ABOUT THIS EXERCISE:
Extract from the entries below, exactly as given, only the lines from the line containing "55, row 77." to the line containing "186, row 52.", both lines included.

RECORDS FOR THIS EXERCISE:

○ ○ ○ ○ ○

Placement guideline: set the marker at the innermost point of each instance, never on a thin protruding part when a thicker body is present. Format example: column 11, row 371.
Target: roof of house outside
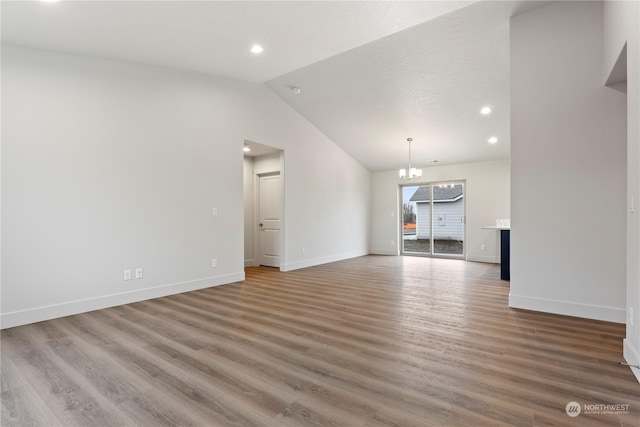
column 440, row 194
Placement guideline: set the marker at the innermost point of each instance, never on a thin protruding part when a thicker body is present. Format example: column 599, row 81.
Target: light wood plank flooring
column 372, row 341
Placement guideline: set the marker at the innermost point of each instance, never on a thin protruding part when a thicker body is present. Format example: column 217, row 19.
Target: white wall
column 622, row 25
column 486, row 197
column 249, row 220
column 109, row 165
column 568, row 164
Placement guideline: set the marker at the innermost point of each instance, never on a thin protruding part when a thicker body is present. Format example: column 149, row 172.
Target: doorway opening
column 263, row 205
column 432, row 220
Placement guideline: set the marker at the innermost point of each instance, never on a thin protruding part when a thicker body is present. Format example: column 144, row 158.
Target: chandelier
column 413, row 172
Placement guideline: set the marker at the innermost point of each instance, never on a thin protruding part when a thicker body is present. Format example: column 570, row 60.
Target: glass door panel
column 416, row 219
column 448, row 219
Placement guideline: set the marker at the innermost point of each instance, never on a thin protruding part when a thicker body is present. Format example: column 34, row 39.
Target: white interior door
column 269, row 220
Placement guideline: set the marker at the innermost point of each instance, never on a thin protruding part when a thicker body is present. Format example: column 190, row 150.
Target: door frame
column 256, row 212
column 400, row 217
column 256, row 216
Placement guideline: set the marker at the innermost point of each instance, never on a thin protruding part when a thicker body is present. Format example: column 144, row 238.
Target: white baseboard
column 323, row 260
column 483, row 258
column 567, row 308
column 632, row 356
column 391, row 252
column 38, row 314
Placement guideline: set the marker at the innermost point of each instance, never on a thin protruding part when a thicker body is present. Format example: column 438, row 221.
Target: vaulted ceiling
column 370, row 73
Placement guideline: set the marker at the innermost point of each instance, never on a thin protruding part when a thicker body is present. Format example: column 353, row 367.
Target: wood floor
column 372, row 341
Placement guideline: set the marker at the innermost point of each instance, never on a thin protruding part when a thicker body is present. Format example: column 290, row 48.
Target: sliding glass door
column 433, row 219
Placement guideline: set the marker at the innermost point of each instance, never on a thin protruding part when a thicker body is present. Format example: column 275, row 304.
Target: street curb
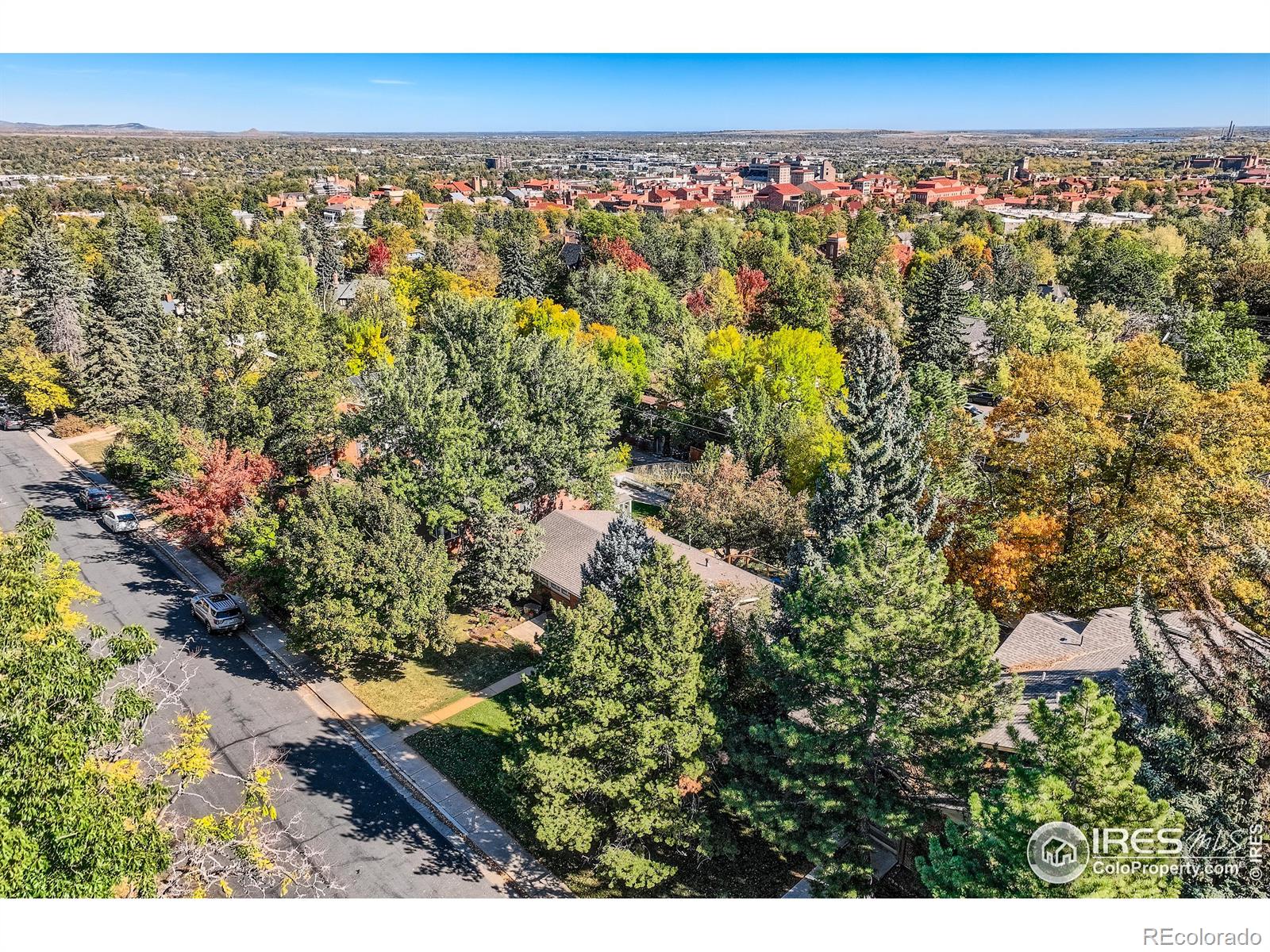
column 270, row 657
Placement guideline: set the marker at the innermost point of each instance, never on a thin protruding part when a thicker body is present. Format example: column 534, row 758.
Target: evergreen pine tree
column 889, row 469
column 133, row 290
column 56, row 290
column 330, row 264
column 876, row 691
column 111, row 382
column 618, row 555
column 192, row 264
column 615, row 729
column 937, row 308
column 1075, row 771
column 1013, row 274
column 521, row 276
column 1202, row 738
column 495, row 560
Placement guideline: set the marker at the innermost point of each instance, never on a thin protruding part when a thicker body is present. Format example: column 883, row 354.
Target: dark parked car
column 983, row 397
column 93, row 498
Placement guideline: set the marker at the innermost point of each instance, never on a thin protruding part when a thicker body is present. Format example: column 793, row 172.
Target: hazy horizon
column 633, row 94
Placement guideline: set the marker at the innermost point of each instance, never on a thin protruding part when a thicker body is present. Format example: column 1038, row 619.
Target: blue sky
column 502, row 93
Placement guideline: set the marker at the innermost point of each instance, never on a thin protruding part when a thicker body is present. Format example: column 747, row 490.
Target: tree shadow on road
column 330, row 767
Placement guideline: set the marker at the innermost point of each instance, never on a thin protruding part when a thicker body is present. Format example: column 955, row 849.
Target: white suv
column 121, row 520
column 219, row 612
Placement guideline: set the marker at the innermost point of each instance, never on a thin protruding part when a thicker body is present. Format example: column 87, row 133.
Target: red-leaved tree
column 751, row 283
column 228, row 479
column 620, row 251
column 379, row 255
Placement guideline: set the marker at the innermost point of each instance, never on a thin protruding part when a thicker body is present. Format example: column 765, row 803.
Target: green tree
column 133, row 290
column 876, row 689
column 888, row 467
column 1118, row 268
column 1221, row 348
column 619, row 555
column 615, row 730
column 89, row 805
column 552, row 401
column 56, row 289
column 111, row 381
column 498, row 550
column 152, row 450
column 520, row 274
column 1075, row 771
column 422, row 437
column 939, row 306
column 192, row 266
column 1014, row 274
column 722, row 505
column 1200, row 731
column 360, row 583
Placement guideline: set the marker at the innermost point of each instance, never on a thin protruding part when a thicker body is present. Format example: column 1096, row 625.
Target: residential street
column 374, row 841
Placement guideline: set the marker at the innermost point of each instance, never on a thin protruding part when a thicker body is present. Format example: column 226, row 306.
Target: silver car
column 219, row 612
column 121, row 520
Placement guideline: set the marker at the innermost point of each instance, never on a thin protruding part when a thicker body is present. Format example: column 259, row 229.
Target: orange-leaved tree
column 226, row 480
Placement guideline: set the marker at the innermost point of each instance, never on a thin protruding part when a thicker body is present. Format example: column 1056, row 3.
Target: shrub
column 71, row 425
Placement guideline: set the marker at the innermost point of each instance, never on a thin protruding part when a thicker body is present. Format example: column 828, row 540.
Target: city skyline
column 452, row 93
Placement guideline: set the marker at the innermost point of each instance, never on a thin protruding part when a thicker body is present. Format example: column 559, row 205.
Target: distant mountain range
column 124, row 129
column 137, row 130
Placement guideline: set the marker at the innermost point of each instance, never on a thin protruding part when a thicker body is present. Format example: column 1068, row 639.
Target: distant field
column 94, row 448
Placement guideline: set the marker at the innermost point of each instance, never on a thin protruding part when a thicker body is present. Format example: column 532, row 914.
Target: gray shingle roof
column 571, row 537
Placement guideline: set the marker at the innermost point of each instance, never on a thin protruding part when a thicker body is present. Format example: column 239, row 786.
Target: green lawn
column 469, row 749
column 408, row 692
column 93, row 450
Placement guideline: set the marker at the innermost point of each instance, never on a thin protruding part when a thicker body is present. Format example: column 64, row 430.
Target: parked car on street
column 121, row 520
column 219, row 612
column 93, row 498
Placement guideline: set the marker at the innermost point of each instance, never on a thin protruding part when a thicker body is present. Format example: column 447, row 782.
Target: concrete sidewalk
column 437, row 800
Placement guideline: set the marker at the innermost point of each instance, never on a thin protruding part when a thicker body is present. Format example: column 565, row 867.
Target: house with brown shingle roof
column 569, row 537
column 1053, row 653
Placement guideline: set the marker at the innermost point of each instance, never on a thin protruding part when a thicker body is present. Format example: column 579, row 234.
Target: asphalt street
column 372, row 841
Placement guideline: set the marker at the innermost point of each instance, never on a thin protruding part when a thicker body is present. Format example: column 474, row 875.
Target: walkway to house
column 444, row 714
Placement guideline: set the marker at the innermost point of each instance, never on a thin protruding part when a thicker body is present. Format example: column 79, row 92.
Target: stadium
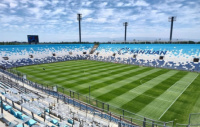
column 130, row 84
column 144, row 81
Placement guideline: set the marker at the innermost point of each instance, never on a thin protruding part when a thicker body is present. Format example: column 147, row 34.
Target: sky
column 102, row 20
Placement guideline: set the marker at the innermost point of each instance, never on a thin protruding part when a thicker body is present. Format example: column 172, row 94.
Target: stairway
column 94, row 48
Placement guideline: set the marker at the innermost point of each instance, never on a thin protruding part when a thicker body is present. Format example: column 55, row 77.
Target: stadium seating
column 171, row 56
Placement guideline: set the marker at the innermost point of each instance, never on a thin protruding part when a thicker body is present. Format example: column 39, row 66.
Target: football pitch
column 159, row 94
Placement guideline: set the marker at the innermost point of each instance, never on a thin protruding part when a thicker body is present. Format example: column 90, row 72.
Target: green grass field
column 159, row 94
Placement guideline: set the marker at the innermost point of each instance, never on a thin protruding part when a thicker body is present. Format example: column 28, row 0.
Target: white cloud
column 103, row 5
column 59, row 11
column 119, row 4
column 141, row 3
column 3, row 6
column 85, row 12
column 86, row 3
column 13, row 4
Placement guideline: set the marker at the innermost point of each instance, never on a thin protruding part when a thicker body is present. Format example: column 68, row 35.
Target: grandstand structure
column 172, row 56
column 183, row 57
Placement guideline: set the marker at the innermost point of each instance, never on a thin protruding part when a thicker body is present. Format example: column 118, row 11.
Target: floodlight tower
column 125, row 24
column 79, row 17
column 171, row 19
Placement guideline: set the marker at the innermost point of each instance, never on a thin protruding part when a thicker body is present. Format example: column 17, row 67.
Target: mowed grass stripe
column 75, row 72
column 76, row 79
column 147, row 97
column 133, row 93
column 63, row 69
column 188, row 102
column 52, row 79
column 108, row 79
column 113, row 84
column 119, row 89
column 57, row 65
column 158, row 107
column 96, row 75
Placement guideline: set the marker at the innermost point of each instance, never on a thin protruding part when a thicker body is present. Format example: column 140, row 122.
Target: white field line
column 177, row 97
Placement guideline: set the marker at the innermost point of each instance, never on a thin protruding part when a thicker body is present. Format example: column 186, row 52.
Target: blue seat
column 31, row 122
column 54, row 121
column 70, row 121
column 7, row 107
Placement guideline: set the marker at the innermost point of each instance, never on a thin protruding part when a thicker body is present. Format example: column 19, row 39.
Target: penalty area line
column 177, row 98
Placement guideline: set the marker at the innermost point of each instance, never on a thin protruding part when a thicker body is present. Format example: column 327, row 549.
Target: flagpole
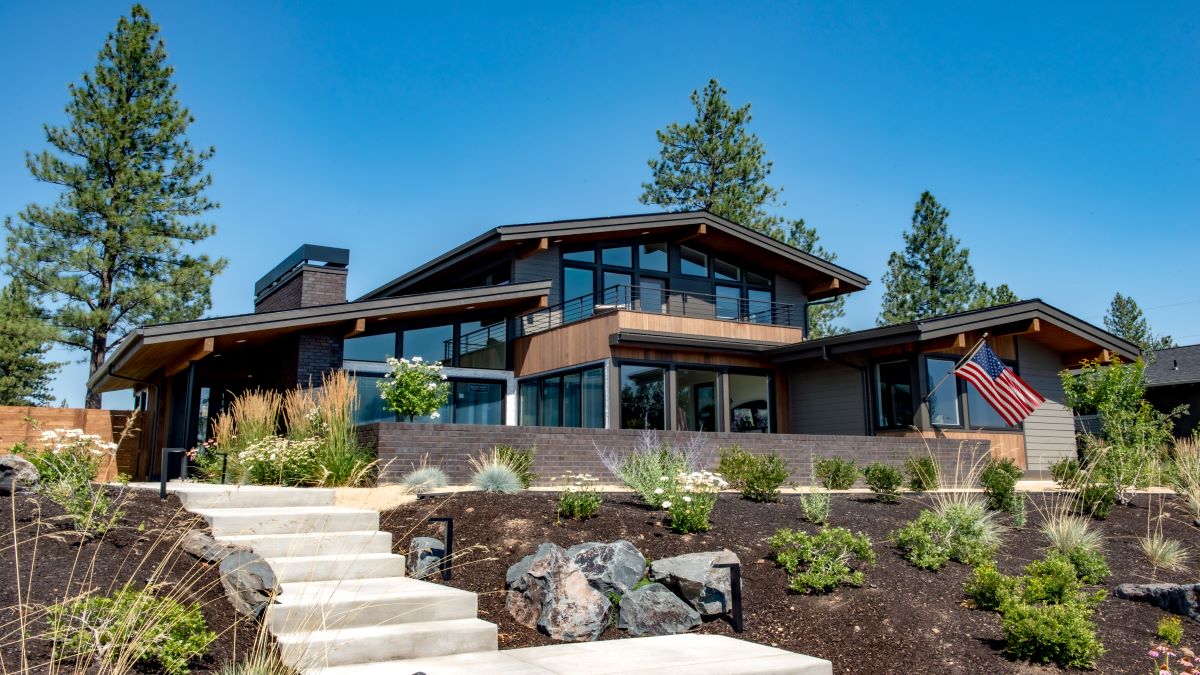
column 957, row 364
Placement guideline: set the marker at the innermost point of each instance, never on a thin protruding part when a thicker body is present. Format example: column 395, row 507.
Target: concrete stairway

○ ○ ○ ○ ○

PROBLEM SOLUTION:
Placement guideline: set the marker at the innermost point of each instance, never on a thin protruding part when a thicker body is present. Format example: column 55, row 77.
Target: stadium seating
column 171, row 56
Placement guideline: set the marker at the innermost point of each instance, never on a thin protruding part when a thicker body is present. Format example: column 39, row 66.
Target: football pitch
column 159, row 94
Placement guideline: set the marker at the innermost point of each instance, never on a thin protruding part when a thicker body is present. Format example: column 90, row 72.
Target: green grass field
column 159, row 94
Placement guideline: set the marker at the innermost point of each instance, never on a thin protruding part when a thicker body is present. Format example: column 28, row 0.
Target: white cloud
column 103, row 5
column 59, row 11
column 119, row 4
column 141, row 3
column 3, row 6
column 85, row 12
column 86, row 3
column 13, row 4
Placement guideline: set the marker at the innermost point of each instance, never on a thin protruding part when a thicker body is present. Format example: column 68, row 35.
Target: grandstand structure
column 172, row 56
column 183, row 57
Placement guideline: set the marker at the innermost point of each instance, never on a thin protruding part when a thicker body is present. Format example: column 118, row 11.
Target: floodlight tower
column 125, row 24
column 79, row 17
column 171, row 19
Placement guideline: set the marker at the innermost point of each instance, never on a thin protruding part when a thicker body is present. Format example: column 17, row 67.
Target: mowed grass stripe
column 75, row 72
column 76, row 79
column 147, row 97
column 133, row 93
column 63, row 69
column 188, row 102
column 52, row 79
column 108, row 79
column 113, row 84
column 119, row 89
column 57, row 65
column 158, row 107
column 96, row 75
Placement guideline: set the marker at the innermost point of each instance, never on a thin protruding part when a thicker body is present. Format example: column 140, row 122.
Target: white field line
column 177, row 97
Placement guideline: set the marker at the innermost point of each instance, never on a thin protruding part when a thicker body is present. Format example: column 186, row 52.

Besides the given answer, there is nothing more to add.